++++ Information supplied
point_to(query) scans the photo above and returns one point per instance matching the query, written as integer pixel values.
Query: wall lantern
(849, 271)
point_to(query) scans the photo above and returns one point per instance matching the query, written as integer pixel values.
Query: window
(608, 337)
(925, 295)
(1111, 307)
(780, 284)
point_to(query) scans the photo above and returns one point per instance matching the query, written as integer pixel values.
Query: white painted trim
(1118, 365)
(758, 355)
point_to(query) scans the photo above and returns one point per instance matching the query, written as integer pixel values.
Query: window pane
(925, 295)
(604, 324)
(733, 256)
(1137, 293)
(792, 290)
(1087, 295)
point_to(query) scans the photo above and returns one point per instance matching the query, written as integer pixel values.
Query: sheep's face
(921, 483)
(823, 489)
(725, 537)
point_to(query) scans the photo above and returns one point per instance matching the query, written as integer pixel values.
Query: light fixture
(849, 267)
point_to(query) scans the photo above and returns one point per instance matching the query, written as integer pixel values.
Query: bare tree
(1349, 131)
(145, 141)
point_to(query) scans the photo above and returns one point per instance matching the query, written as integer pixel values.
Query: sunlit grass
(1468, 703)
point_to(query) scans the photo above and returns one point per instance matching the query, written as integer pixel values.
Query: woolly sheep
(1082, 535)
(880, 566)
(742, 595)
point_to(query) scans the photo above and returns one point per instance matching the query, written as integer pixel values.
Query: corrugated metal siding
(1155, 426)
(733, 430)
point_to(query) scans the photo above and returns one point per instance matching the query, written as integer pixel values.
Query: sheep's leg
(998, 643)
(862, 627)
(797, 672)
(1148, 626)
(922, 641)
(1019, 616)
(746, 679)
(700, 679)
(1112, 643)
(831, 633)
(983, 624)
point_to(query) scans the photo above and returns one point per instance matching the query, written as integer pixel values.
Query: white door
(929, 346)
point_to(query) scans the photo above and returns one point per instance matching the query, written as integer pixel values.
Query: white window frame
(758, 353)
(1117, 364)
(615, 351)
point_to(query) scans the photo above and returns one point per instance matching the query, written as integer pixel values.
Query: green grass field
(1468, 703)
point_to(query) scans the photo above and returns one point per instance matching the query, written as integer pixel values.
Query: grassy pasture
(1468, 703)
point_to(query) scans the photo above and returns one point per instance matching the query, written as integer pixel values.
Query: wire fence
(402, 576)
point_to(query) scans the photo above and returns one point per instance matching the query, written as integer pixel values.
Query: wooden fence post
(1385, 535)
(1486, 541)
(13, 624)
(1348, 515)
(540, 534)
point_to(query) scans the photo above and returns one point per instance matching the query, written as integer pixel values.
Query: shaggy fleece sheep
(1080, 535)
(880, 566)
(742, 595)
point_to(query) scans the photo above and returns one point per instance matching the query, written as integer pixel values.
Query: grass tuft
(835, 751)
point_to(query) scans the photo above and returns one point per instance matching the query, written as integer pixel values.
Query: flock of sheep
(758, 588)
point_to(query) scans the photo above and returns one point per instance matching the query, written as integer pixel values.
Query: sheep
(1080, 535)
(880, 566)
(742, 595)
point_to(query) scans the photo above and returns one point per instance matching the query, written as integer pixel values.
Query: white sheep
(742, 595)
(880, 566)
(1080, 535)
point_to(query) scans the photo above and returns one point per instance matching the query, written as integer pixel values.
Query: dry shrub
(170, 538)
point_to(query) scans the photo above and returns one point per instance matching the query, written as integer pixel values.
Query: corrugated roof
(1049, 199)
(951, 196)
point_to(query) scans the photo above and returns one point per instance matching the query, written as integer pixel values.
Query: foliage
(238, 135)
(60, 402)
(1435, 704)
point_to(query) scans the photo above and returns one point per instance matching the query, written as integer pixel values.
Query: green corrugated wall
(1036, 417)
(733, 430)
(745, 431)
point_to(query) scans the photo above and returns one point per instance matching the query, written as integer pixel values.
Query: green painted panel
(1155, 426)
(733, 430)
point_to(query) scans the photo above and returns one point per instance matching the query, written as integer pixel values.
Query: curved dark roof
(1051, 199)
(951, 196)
++++++++
Aim of the exercise: Which lines of the listing above contain the word "white"? Show each of them in full.

Result for this task:
Query: white painted trim
Query: white door
Query: white window frame
Query: white sheep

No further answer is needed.